── TEXTE À LIRE

A 116 mètres au-dessus de la mer, sur la route de Stora à Collo, au ruisseau de
la Fontaine ferrugineuse, autrefois l'Oued Chadi (rivière des singes) ils
avaient capté les eaux et construit une piscine de décantation (piscina
Limaria)
Deux bassins
en contrebas, avec vannes de dégorgement existent encore. La conduite descend
pendant 45 mètres et déverse son contenu dans un autre bassin qui reçoit une
autre source, puis continu en pente rapide pendant 135 mètres, traverse un
tumulus dans un tunnel de 50 mètres qui fut restauré par le génie militaire en
1842 et fonctionne encore. A la sortie du tunnel, la canalisation se dirige
vers les citernes toujours en service. Ces citernes sont des types admirables
de la conception romaine en hydraulique. Elles ont 25 mètres de long, 29 de
large et 14m50 de profondeur. L'intérieur est divisé en 6 compartiments
communiquant entre eux, et peuvent contenir 3 750m3 d'eau.
L'extérieur restauré, sans aucun goût, par des maçons modernes, ne donne pas
l'impression de la beauté intérieure du travail romain.
A 160 mètres
de cette grande citerne, à 42 mètres d'altitude, s'en trouve également une
autre au milieu du village. Elle mesure 9m15 de long sur 4m60 de large et 9 de
haut.

────

- [CONSIGNES]:
a. Comptez les lignes ci-dessous qui contiennent la chaîne « could », en respectant la casse, et donnez seulement ce nombre.
b. Poursuivez, s'il vous plaît, le texte sur les citernes romaines après sa dernière phrase.
Le texte et les lignes proviennent de sources distinctes.

── DONNÉES DE L'EXERCICE

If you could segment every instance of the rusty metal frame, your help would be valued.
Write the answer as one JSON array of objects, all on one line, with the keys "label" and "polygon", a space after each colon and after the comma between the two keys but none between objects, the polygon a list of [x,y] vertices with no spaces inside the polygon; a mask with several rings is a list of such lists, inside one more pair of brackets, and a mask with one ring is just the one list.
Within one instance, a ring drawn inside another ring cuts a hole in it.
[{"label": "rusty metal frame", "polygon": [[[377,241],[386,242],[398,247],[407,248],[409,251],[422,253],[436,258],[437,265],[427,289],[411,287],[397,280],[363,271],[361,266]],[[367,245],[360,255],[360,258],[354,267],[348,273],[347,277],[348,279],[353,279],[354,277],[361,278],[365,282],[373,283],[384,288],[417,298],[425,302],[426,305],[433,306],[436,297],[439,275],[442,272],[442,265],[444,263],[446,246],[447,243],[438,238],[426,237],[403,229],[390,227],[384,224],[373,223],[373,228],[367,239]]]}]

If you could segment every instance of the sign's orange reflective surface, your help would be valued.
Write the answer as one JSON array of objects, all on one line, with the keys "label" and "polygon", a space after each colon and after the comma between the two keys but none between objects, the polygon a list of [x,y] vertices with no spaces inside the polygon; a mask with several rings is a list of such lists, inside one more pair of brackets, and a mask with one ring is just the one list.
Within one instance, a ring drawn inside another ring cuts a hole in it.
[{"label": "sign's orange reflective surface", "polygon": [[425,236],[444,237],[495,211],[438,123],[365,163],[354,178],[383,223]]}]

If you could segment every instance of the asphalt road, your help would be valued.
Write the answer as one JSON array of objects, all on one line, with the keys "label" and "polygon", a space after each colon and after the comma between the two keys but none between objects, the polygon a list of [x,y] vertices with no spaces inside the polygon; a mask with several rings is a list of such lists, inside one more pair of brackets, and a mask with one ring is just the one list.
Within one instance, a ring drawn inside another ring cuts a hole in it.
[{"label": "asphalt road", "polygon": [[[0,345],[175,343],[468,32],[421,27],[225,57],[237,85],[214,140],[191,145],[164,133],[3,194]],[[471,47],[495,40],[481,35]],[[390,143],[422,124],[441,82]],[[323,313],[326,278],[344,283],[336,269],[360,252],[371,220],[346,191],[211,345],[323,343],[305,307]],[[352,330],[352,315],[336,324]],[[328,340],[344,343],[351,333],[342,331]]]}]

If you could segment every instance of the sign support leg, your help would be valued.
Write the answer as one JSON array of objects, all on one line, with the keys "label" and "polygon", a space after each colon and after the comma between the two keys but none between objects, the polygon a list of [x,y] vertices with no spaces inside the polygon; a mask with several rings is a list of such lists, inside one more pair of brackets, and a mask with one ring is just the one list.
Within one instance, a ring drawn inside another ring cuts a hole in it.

────

- [RÉSULTATS]:
a. 4

b.
La grande
citerne devait être en communication avec cette citerne secondaire, mais la
canalisation n'en a jamais été retrouvée. Par contre, une canalisation partant
de la citerne actuelle, aboutissait à un autre bassin de décantation qui se
déversait directement dans une fontaine monumentale dont on remarquera la voûte
(8m de large et 9m de haut) où les ménagères viennent faire leur provision
d'eau.
Jusqu'en 1840, d'autres citernes étaient également visibles mais servirent
d'assises aux habitations actuelles.
Stora est
donc alimentée en eau potable de la même façon et par les mêmes moyens à peine
restaurés que l'antique cité romaine.
C'est la
seule ville de l'Afrique du Nord qui utilise encore le travail des Romains.
En 1840
existaient les magasins généraux de l'administration de l'Annone. Ils
mesuraient 75 mètres de façade sur la mer et avaient une profondeur allant de 4
à 15 mètres. Ils consistaient en de nombreuses voûtes très élevées. Une
inscription emportée par un Officier et retrouvée au Musée de Toulouse en 1881,
rapprochée d'un fragment de pierre du Musée de Philippeville, a permis de
déterminer que ces magasins ont été construits sous Vanetinien et Valens par "PUBLIUS
CACIONNUS CAECINA ALBINUS, clarissime consulaire à six faisceaux, de la
province de la Numidie Constantinienne, pour la sécurité du peuple romain et
des provinciaux".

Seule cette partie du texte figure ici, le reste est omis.